Without omitting anything, retype the data that follows.

□ □ □ □

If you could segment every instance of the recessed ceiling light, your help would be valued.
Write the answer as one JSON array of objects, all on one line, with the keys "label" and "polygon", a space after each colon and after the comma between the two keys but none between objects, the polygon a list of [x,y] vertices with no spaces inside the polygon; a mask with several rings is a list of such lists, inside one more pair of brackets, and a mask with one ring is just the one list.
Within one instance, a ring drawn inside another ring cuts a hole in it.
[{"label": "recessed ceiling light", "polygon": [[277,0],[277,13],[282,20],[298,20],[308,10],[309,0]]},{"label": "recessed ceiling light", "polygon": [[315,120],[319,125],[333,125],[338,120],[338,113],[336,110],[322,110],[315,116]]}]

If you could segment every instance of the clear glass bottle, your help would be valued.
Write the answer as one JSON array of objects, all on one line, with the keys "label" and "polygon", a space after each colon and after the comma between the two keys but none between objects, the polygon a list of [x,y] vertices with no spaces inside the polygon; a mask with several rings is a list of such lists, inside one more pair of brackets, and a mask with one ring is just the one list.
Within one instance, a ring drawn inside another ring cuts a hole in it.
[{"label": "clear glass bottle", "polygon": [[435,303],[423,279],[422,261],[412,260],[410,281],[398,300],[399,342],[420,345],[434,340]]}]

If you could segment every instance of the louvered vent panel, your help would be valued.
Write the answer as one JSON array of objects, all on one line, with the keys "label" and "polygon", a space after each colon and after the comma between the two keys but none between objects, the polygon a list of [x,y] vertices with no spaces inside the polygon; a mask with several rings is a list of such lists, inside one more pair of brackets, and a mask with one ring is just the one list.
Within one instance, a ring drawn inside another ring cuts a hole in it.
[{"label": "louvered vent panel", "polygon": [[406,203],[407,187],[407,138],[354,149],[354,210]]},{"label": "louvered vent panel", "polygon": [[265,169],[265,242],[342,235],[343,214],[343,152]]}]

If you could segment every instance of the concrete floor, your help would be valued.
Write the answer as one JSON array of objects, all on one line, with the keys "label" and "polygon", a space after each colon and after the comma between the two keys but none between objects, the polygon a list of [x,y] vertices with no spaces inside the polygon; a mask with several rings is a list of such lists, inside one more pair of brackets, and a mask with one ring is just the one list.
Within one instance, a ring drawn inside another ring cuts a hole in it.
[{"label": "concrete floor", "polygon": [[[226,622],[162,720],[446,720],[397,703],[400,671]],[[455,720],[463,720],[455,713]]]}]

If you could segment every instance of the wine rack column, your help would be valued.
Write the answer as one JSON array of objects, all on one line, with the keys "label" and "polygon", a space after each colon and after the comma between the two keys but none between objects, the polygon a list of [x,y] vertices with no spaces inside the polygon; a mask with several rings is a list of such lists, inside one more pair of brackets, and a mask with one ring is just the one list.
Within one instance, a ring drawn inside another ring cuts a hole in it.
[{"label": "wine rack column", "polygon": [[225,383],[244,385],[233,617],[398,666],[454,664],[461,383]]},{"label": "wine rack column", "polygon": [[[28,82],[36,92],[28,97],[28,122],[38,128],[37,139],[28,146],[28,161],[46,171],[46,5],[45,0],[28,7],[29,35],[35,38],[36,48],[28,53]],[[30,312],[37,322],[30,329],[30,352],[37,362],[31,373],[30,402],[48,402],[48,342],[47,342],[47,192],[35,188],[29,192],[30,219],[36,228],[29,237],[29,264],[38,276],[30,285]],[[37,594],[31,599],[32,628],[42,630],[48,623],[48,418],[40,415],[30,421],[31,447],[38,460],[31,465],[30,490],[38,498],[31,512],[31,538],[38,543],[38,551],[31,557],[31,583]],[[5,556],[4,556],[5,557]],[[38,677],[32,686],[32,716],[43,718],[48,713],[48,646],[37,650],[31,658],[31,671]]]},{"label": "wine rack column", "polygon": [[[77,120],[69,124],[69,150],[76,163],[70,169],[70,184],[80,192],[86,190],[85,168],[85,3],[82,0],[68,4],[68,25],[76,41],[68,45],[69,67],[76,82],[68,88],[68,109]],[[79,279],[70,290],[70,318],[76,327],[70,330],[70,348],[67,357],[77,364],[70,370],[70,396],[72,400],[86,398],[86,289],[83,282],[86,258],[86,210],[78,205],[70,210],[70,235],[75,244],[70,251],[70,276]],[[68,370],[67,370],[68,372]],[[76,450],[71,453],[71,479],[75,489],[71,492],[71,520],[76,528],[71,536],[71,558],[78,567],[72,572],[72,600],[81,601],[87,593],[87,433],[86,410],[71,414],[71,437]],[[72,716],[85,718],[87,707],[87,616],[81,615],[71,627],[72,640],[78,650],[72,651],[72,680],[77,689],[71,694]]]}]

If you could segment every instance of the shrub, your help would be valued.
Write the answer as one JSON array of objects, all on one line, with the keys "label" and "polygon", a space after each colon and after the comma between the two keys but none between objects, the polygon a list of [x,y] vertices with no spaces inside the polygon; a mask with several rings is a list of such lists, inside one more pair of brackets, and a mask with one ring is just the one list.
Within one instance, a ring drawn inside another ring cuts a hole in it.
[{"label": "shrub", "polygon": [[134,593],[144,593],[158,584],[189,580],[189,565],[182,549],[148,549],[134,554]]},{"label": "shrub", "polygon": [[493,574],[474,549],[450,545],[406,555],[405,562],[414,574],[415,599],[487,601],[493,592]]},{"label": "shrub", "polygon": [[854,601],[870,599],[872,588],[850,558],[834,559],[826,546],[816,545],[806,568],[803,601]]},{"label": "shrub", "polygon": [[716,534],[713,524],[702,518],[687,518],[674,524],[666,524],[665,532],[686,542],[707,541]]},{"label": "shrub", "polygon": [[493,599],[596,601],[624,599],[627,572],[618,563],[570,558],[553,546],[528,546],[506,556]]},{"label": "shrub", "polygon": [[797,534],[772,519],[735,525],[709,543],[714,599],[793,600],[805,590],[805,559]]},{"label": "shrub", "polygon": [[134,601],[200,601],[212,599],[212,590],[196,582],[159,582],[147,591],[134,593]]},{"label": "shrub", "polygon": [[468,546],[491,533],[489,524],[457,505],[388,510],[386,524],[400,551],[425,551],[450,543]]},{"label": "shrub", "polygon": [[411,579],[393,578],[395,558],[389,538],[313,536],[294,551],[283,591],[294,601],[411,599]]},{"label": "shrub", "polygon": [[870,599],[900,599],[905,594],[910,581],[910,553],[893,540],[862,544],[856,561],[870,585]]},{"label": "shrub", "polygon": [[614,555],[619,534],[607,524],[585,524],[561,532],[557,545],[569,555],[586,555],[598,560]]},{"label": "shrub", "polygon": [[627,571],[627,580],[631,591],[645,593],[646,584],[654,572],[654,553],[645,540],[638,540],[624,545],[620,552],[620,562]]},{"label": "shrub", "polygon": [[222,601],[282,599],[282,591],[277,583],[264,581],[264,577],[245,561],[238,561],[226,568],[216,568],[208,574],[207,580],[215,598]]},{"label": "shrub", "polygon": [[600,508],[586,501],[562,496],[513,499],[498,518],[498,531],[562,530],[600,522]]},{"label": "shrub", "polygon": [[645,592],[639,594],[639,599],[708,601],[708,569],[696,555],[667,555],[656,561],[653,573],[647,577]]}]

□ □ □ □

#### [Written solution]
If you could segment every instance of the recessed ceiling light, your help would be valued.
Write the answer as one JSON array of objects, all on one line, with the keys "label" and "polygon", a space after each colon and after the comma between the two keys but none between objects, the polygon a list of [x,y] vertices with no spaces inside the polygon; a mask with several rings is a list of such lists, inside one more pair of brackets, and a mask with one ring is just the one list.
Within one instance, a ring drawn inside another ring cuts a hole in it.
[{"label": "recessed ceiling light", "polygon": [[277,0],[277,13],[282,20],[298,20],[308,10],[309,0]]},{"label": "recessed ceiling light", "polygon": [[315,120],[319,125],[333,125],[338,120],[338,113],[336,110],[322,110],[315,116]]}]

If you could segment every instance of the clear glass bottle, your help would be valued.
Write the answer as one JSON array of objects, all on one line, with the keys "label" and "polygon", a space after each colon and after the comma between the two keys but none between objects, the polygon a list of [x,y] vertices with no spaces inside the polygon; a mask with several rings is a list of such lists, inside one more pair of brackets, and a mask with one ring is just the one list.
Within one instance, a ring drawn inside another ring cuts a hole in it.
[{"label": "clear glass bottle", "polygon": [[435,303],[423,279],[422,261],[412,260],[410,281],[398,300],[399,342],[420,345],[434,340]]}]

If you could segment every instance of the louvered vent panel, your help would be valued.
Write the answer as one JSON array of objects, all on one line, with the keys "label" and "polygon", a space after each colon and after the comma between the two keys but none between objects, the polygon a list of [x,y] vertices with no spaces inside the polygon; a mask with several rings is a list of such lists, inside one more pair of brackets, and a mask with one ring is just the one list.
Within one instance, a ring drawn inside another ring cuts a hole in it.
[{"label": "louvered vent panel", "polygon": [[406,203],[407,187],[407,138],[354,149],[354,210]]},{"label": "louvered vent panel", "polygon": [[265,169],[265,242],[342,235],[343,214],[343,152]]}]

If you could segment every instance of the concrete floor, your help would be valued.
Write the answer as one JSON array of objects, all on one line, with the keys "label" and "polygon", a space after each colon and after the comma between the two keys but none between objects, the polygon a list of [x,y] vertices with no spaces inside the polygon; a mask with several rings is a list of such lists, inside one more pair of brackets, and a mask with one ring is just the one list.
Within one instance, a ring drawn inside another ring cuts a hole in it.
[{"label": "concrete floor", "polygon": [[[226,622],[162,720],[446,720],[397,703],[400,671]],[[455,720],[463,720],[455,713]]]}]

If you could segment every instance of the wine rack column, your help would be valued.
Write the answer as one JSON array of objects, all on one line, with the keys "label" and "polygon", a space after each colon and after the comma between the two keys but none between objects, the polygon a list of [x,y] vertices with no spaces inside the polygon; a mask with several rings is a list of such lists, inside one more pair of brackets, and a mask with one ring is just the one list.
Within one instance, a ring drawn inside another ring cuts a hole in it.
[{"label": "wine rack column", "polygon": [[225,383],[244,385],[233,617],[398,666],[454,664],[461,383]]},{"label": "wine rack column", "polygon": [[[28,82],[36,92],[28,97],[28,122],[38,128],[37,139],[28,146],[28,161],[46,171],[46,5],[45,0],[28,7],[29,35],[35,38],[36,48],[28,53]],[[30,312],[37,322],[30,329],[30,352],[37,362],[31,373],[30,402],[48,402],[48,342],[47,342],[47,192],[35,188],[29,192],[30,219],[36,228],[29,237],[29,264],[38,276],[30,285]],[[37,594],[31,599],[32,628],[42,630],[48,623],[48,418],[40,415],[30,421],[31,447],[38,460],[31,465],[30,490],[38,498],[31,512],[31,538],[38,543],[38,551],[31,557],[31,583]],[[5,556],[4,556],[5,557]],[[38,677],[32,686],[32,716],[43,718],[48,713],[48,646],[37,650],[31,658],[31,671]]]},{"label": "wine rack column", "polygon": [[[77,120],[69,124],[69,150],[76,163],[70,169],[70,184],[80,192],[86,190],[85,168],[85,3],[82,0],[68,4],[68,25],[76,41],[68,45],[69,67],[76,82],[68,88],[68,109]],[[79,279],[70,290],[70,318],[76,327],[70,330],[70,348],[67,357],[77,364],[70,370],[70,396],[72,400],[86,398],[86,289],[83,282],[86,258],[86,210],[78,205],[70,210],[70,235],[75,244],[70,251],[70,276]],[[68,370],[67,370],[68,372]],[[76,450],[71,453],[71,479],[75,489],[71,492],[71,520],[76,528],[71,536],[71,558],[78,567],[72,572],[72,600],[81,601],[87,593],[87,433],[86,410],[71,414],[71,437]],[[72,716],[85,718],[87,707],[87,616],[81,615],[71,627],[72,640],[78,650],[72,651],[72,680],[77,689],[71,694]]]}]

If you could segment every instance of the shrub, your help would be valued.
Write the answer as one JSON array of objects, all on one line, with the keys "label" and "polygon", a space after each colon and after the comma between the two keys but none between objects, the polygon a list of [x,y] vertices with no spaces inside the polygon; a mask with several rings is a list of such lists, inside one more pair of brackets, and a mask with one ring is just the one list.
Within one instance, a ring drawn inside another ring cuts a hole in it.
[{"label": "shrub", "polygon": [[134,593],[144,593],[158,584],[189,580],[189,565],[182,549],[148,549],[134,554]]},{"label": "shrub", "polygon": [[493,574],[474,549],[450,545],[406,555],[405,562],[414,574],[415,599],[487,601],[493,592]]},{"label": "shrub", "polygon": [[854,601],[870,599],[872,588],[850,558],[834,559],[826,546],[816,545],[806,568],[803,601]]},{"label": "shrub", "polygon": [[716,534],[713,524],[702,518],[687,518],[674,524],[666,524],[665,532],[686,542],[707,541]]},{"label": "shrub", "polygon": [[493,599],[596,601],[624,599],[627,572],[618,563],[570,558],[553,546],[528,546],[506,556]]},{"label": "shrub", "polygon": [[797,534],[772,519],[735,525],[709,543],[714,599],[793,600],[805,590],[805,559]]},{"label": "shrub", "polygon": [[134,601],[200,601],[212,599],[212,590],[196,582],[159,582],[147,591],[134,593]]},{"label": "shrub", "polygon": [[468,546],[491,533],[489,524],[457,505],[388,510],[386,524],[400,551],[425,551],[450,543]]},{"label": "shrub", "polygon": [[411,579],[393,578],[395,558],[389,538],[313,536],[294,551],[283,591],[294,601],[411,599]]},{"label": "shrub", "polygon": [[870,599],[900,599],[905,594],[910,581],[910,553],[893,540],[862,544],[856,561],[870,585]]},{"label": "shrub", "polygon": [[614,555],[619,534],[607,524],[585,524],[561,532],[557,545],[569,555],[586,555],[598,560]]},{"label": "shrub", "polygon": [[627,571],[627,580],[631,591],[645,593],[646,584],[654,572],[654,553],[645,540],[638,540],[624,545],[620,552],[620,562]]},{"label": "shrub", "polygon": [[222,601],[282,599],[282,591],[277,583],[264,581],[264,577],[245,561],[238,561],[226,568],[216,568],[208,574],[207,580],[215,598]]},{"label": "shrub", "polygon": [[600,508],[586,501],[562,496],[513,499],[498,518],[498,531],[562,530],[600,522]]},{"label": "shrub", "polygon": [[645,592],[639,594],[639,599],[708,601],[708,569],[696,555],[667,555],[656,561],[653,573],[647,577]]}]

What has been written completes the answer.